* **WHAT THE TASK ASKS**
Count the lines in the rows below that contain the word "pink". Reply with the number alone.

* **DATA ENTRIES**
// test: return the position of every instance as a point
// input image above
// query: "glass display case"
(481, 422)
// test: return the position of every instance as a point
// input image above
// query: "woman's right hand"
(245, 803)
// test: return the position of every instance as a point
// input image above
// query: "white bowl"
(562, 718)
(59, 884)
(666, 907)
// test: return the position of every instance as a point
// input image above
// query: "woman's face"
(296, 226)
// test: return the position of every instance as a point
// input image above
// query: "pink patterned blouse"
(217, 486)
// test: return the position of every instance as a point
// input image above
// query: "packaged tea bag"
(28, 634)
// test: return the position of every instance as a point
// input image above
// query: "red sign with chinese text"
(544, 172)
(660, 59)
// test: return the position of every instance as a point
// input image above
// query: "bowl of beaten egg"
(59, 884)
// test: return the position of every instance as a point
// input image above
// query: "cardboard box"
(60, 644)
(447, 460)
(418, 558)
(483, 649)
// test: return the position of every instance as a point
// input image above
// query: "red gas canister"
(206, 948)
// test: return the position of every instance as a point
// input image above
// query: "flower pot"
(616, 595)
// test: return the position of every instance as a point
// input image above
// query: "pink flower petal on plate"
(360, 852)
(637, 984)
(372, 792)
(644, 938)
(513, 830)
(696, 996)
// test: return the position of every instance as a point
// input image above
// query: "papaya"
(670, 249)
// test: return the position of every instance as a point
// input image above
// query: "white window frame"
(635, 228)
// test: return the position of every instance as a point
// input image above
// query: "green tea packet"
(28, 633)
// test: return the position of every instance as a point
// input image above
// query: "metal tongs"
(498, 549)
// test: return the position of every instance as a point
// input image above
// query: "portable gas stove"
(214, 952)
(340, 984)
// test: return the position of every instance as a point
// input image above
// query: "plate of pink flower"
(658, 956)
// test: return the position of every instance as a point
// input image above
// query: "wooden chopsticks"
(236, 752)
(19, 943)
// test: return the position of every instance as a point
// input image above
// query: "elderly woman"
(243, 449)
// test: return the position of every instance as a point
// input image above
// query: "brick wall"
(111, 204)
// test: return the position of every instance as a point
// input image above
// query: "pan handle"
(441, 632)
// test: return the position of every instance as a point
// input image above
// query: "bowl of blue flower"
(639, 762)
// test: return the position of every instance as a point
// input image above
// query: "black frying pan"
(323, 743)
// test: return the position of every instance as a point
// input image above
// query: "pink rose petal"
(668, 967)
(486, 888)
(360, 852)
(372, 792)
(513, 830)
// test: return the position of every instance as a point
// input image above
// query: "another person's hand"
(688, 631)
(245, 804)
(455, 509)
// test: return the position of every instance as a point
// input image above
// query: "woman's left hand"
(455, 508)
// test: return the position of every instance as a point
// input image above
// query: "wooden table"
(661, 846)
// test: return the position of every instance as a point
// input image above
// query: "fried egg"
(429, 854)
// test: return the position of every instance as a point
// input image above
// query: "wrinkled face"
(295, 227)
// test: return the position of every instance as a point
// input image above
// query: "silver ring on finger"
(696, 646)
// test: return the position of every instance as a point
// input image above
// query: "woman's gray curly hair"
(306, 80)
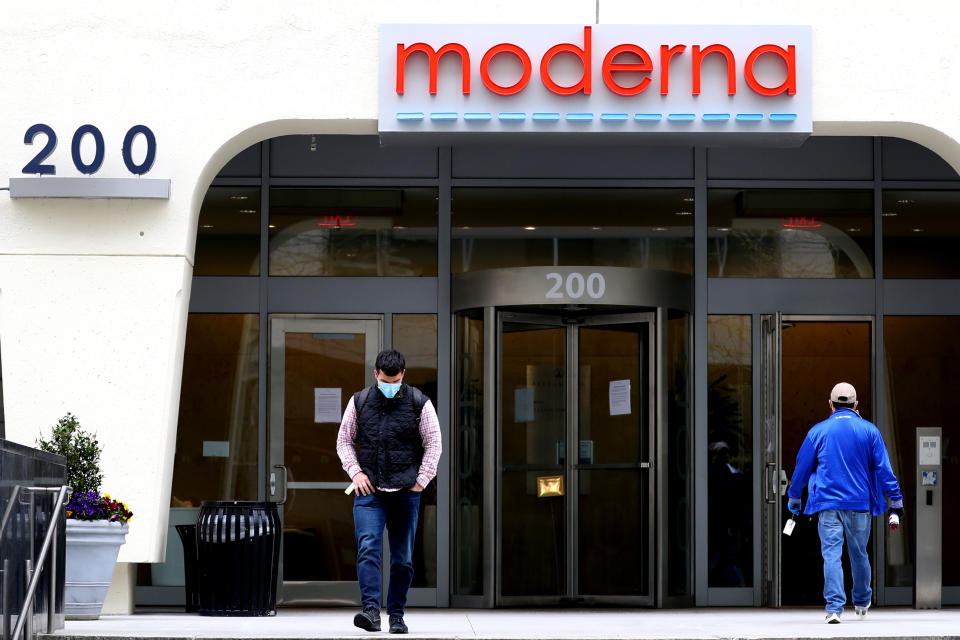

* **ANSWER TO THE EXERCISE**
4